Instructions to follow =>
Which lines in the entries below contain the word "white"? Report each of them in full.

-- Begin Supplied entries --

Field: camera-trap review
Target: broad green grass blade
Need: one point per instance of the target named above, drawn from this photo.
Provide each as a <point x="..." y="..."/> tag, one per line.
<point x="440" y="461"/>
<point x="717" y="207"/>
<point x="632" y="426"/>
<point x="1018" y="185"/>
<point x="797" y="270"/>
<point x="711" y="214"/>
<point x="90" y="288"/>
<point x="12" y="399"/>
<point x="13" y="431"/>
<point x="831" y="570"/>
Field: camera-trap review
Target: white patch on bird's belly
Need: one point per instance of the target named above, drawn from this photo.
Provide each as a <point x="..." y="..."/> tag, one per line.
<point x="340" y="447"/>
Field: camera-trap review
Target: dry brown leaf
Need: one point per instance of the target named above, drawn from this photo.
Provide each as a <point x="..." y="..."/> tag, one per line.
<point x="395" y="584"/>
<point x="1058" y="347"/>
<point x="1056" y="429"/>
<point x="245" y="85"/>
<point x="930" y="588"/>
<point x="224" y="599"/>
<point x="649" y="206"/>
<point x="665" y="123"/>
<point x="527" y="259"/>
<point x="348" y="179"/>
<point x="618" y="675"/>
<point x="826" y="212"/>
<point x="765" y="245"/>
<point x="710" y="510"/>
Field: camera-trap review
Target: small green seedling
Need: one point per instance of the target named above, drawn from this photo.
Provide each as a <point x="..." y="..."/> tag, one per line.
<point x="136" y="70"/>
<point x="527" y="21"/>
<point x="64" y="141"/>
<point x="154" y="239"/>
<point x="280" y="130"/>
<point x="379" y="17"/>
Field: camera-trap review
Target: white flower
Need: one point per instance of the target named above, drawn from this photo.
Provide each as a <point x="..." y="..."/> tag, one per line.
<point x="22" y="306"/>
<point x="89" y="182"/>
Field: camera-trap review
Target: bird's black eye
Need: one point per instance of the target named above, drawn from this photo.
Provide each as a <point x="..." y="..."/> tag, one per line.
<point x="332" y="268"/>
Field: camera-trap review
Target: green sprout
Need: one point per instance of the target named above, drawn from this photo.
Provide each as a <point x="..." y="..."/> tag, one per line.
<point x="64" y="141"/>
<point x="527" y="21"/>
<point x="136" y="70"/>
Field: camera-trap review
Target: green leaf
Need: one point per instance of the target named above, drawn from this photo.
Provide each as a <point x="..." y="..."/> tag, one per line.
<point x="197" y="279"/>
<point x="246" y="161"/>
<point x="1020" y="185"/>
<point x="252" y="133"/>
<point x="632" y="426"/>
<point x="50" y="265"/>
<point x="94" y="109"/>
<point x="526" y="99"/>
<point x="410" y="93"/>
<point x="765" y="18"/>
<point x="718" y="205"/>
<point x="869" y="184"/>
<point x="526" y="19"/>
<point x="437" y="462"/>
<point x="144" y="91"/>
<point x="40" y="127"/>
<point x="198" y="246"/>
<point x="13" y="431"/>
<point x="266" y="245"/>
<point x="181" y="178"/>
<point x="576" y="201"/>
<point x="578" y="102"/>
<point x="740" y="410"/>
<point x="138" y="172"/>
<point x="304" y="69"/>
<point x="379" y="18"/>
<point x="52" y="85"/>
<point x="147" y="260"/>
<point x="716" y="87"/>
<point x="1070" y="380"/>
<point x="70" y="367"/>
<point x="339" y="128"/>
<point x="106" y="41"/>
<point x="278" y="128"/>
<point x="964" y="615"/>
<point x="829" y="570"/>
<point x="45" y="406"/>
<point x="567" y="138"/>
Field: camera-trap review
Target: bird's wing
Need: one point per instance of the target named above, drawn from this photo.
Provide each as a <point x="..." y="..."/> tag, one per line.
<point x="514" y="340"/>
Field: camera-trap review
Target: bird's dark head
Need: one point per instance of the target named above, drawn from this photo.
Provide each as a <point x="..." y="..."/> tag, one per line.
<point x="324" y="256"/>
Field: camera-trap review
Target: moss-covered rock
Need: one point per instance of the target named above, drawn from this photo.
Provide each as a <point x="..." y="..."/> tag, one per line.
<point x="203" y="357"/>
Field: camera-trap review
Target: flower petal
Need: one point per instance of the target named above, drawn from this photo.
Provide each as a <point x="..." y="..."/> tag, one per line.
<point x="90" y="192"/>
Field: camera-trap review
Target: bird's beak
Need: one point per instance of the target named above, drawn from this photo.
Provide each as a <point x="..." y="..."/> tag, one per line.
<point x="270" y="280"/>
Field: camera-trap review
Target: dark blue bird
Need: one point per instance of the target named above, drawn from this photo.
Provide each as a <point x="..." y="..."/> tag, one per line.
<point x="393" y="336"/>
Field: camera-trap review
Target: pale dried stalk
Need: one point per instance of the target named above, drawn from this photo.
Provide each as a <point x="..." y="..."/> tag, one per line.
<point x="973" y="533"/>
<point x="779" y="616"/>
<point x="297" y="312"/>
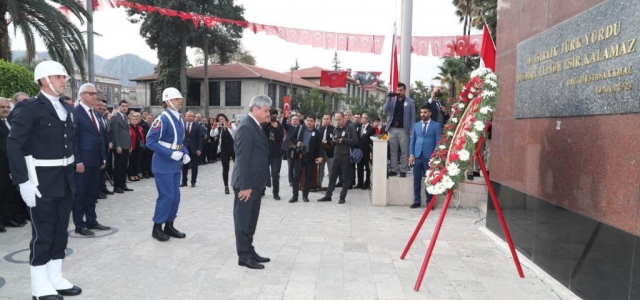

-- End Supplied entries --

Complete response =>
Target: white patch on bird's belly
Target: white flower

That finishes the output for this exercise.